====== Data under study ======

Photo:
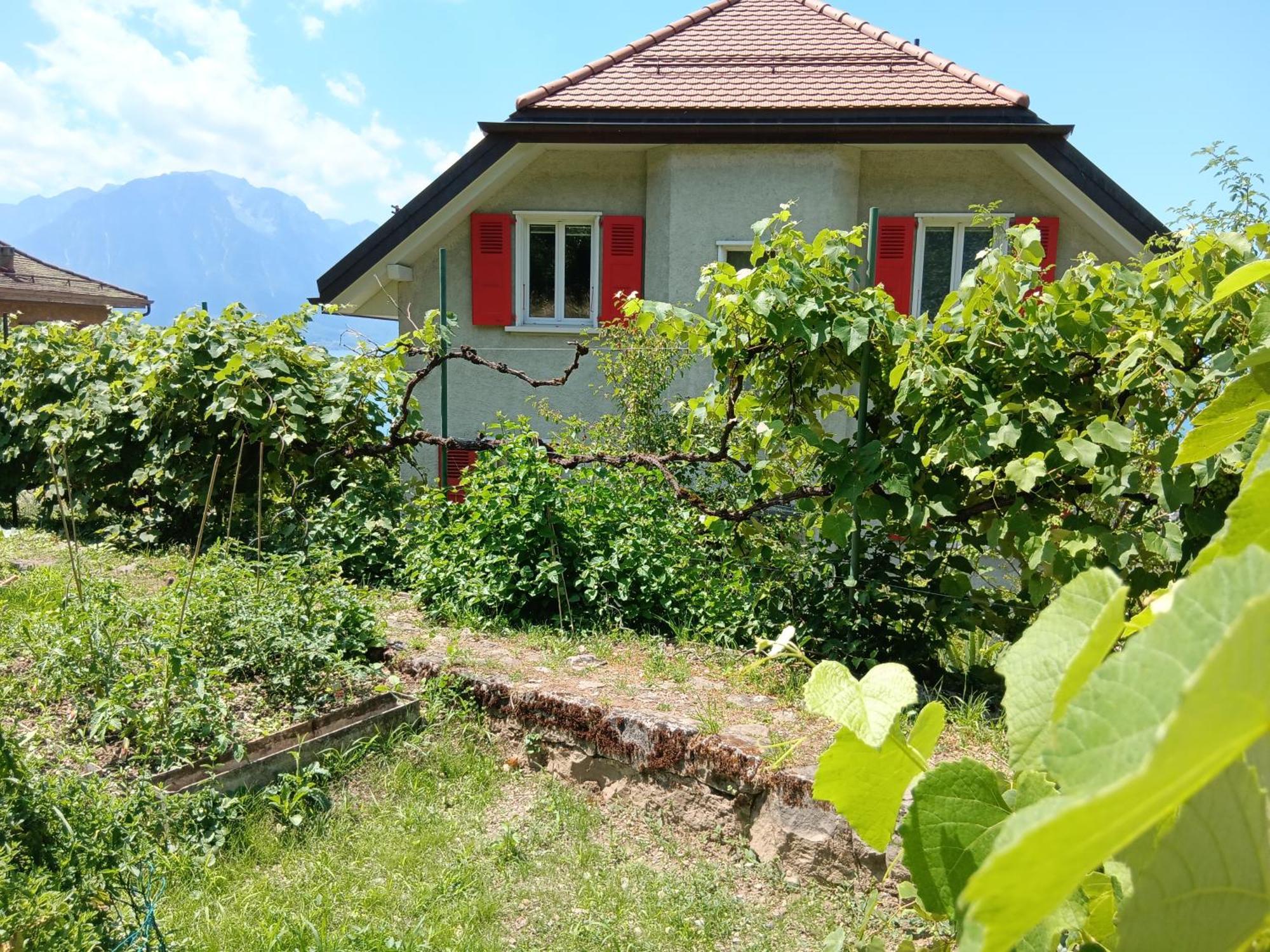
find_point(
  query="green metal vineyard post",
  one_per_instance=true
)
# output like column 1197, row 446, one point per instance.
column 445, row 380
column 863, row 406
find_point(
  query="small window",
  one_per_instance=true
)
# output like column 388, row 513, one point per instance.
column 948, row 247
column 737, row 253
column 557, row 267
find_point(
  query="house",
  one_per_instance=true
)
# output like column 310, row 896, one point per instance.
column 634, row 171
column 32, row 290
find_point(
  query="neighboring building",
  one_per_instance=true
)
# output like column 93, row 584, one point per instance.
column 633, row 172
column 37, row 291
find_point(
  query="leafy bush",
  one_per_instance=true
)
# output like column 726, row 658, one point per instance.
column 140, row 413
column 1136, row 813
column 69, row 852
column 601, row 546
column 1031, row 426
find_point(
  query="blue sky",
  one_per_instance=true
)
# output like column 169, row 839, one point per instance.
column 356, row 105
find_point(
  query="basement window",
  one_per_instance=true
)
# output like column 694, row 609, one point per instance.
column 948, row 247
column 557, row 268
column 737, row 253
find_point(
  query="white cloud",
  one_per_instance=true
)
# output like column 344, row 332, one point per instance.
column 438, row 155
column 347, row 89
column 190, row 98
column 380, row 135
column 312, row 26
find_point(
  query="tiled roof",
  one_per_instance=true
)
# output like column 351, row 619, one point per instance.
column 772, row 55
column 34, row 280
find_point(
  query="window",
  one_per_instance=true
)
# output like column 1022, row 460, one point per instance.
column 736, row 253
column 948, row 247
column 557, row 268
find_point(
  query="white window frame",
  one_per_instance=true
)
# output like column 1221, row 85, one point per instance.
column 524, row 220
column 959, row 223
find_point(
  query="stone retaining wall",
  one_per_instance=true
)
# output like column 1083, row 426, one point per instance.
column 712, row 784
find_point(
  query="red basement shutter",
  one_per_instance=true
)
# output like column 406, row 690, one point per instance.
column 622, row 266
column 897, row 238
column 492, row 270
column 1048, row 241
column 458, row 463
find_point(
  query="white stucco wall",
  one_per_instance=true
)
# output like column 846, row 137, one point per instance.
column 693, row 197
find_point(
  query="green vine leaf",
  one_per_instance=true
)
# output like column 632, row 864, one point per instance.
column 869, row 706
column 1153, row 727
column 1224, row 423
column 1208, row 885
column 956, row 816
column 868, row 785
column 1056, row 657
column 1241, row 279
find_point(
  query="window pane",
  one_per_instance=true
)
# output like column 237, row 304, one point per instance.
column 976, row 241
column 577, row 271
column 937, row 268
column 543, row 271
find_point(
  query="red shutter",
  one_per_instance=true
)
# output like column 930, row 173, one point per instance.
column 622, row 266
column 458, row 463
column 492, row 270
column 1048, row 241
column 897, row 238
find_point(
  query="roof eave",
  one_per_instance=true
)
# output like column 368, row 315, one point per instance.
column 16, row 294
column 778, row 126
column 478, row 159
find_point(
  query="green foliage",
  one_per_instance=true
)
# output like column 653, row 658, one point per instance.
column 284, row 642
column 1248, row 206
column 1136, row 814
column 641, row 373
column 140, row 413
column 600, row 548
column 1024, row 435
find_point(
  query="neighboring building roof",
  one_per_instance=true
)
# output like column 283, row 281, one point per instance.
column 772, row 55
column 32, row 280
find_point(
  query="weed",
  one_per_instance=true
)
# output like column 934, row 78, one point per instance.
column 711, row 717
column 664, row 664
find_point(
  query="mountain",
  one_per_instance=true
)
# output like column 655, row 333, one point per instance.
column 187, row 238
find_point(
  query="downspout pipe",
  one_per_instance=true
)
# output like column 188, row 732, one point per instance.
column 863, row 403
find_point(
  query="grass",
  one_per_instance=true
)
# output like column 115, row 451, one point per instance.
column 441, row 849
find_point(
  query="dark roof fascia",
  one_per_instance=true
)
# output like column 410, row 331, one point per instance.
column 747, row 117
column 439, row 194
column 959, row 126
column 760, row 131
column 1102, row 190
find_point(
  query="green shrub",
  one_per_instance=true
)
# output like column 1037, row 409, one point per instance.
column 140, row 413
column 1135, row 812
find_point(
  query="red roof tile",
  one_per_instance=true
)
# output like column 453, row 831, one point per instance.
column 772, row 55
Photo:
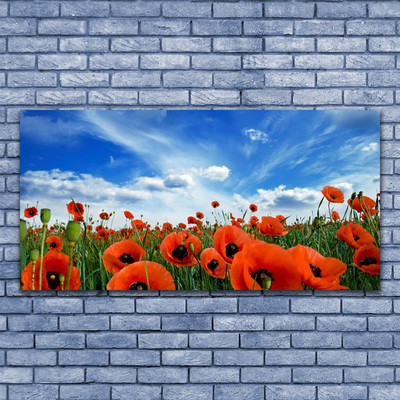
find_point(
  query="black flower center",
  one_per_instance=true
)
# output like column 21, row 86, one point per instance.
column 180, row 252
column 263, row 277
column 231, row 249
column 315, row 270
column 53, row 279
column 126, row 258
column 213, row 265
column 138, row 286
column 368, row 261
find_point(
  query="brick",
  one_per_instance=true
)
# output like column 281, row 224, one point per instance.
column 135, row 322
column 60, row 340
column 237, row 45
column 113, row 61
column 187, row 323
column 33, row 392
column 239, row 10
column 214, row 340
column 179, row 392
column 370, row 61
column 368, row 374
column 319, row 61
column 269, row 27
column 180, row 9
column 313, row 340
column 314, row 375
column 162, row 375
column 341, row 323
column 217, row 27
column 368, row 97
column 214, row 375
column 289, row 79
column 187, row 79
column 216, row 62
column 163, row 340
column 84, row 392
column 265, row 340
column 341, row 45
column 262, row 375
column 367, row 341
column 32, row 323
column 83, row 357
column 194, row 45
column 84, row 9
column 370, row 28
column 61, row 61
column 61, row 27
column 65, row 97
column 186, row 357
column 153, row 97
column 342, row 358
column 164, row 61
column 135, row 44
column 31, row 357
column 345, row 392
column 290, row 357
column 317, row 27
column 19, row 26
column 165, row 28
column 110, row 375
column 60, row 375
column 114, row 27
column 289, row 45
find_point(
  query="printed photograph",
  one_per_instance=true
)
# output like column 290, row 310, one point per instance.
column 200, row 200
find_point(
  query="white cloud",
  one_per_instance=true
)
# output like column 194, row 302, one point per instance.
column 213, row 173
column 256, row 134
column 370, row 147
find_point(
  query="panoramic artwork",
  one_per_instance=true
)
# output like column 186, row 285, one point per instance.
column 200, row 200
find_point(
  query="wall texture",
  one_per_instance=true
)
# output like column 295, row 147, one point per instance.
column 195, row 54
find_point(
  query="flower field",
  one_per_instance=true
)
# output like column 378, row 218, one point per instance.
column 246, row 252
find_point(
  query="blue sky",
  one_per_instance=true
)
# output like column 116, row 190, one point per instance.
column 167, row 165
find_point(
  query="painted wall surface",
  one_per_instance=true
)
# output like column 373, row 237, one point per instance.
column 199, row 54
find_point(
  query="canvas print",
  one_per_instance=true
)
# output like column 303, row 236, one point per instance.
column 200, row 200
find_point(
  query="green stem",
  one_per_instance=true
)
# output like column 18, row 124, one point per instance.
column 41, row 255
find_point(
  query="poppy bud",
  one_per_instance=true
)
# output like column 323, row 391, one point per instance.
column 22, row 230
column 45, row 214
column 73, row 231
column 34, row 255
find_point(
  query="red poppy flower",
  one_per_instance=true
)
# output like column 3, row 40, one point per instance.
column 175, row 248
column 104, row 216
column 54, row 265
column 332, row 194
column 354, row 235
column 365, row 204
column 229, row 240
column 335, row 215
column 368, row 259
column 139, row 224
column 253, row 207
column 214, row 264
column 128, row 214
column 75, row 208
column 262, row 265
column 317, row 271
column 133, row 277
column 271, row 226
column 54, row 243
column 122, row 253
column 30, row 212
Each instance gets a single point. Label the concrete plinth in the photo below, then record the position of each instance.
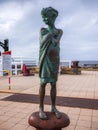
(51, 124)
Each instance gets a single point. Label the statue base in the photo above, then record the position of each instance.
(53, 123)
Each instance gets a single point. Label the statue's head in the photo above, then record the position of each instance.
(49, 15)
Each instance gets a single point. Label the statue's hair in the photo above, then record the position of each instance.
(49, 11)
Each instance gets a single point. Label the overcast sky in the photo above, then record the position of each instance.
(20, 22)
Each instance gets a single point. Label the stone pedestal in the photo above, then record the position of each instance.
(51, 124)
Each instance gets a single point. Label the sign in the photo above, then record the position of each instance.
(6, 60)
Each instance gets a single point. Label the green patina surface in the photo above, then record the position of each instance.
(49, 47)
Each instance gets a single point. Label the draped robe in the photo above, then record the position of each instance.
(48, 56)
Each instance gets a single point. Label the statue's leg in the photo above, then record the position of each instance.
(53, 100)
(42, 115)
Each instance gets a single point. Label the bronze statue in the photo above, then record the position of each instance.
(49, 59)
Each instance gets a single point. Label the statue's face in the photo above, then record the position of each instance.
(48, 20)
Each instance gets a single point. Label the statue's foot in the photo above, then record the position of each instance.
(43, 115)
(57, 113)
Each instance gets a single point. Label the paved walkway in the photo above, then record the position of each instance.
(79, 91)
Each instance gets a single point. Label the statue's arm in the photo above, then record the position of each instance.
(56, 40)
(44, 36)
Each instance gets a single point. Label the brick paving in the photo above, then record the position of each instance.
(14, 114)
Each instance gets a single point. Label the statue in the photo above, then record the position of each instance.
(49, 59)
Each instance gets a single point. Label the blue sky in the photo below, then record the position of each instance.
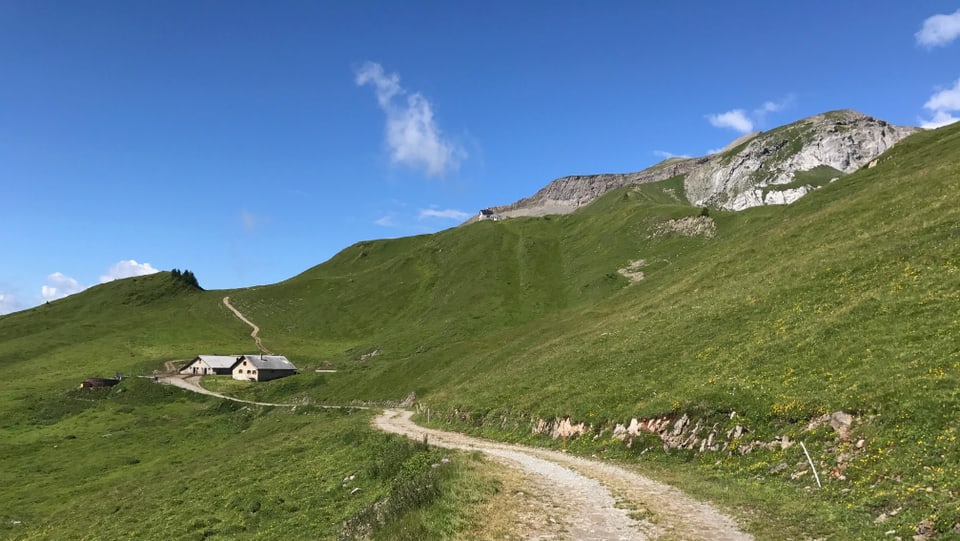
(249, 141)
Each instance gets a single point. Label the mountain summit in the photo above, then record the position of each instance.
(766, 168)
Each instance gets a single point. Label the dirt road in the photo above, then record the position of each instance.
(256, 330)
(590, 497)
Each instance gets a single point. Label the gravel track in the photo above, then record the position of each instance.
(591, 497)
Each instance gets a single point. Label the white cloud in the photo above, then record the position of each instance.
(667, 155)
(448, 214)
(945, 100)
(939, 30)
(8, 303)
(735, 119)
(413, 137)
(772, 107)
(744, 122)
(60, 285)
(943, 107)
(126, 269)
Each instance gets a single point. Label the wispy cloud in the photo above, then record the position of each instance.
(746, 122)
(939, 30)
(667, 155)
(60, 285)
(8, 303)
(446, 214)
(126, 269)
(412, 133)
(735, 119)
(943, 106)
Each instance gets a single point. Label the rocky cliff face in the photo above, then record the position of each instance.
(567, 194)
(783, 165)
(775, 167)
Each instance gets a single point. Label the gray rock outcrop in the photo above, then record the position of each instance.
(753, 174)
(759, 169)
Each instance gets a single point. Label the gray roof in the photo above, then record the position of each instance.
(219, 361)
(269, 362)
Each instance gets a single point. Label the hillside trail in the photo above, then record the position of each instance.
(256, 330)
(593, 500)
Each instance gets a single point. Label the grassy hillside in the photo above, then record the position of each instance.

======

What the exercise asks — Report, for the data above, every line in which the string "neighboring" appears.

Written answer —
  query="neighboring building",
  query="neighboring building roof",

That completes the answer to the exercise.